#### Action item:
The lines to be extracted begin at the line containing "Study the picture above. For each instance of the metal" and end at the last line of the data below; copy them exactly and leave out the pictures.

#### Exercise material:
==================================================

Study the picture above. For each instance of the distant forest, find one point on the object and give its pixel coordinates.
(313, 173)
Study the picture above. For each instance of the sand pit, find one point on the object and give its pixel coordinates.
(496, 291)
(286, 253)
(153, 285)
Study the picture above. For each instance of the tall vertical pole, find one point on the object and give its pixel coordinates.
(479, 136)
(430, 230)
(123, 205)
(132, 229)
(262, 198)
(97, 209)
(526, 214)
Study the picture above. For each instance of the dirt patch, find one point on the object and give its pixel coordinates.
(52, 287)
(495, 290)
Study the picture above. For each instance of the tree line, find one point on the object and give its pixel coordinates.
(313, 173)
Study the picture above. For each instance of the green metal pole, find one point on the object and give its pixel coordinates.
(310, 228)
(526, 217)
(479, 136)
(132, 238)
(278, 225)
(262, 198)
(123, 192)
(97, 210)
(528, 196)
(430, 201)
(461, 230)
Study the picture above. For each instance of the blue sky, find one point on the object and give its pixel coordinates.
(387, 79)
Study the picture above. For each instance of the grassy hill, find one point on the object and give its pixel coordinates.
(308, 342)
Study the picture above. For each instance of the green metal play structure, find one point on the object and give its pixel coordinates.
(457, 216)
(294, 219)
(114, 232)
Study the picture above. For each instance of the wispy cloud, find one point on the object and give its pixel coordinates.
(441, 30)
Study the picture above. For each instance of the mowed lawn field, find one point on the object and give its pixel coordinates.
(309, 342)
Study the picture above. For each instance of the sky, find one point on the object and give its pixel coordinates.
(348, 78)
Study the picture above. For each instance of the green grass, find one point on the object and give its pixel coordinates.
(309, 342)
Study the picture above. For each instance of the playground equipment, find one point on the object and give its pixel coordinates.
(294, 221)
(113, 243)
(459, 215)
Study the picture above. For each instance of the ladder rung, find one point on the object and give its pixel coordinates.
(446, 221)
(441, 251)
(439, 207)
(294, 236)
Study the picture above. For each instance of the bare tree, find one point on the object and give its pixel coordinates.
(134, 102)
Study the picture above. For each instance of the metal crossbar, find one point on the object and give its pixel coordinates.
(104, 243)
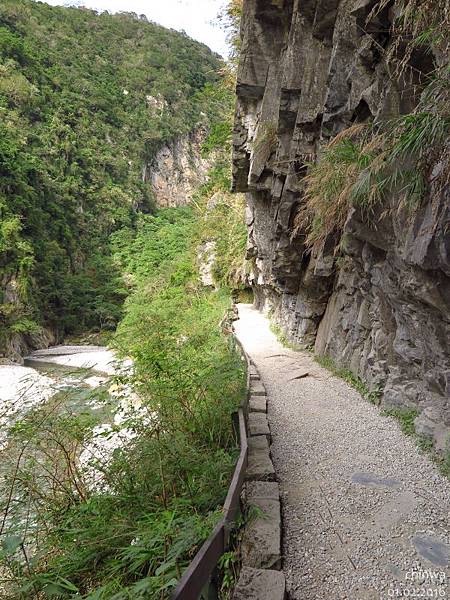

==================================================

#### Response to this exercise:
Study the picture above. For each instance of the metal crossbar, find one point on the object and give its pixel coordinates.
(104, 243)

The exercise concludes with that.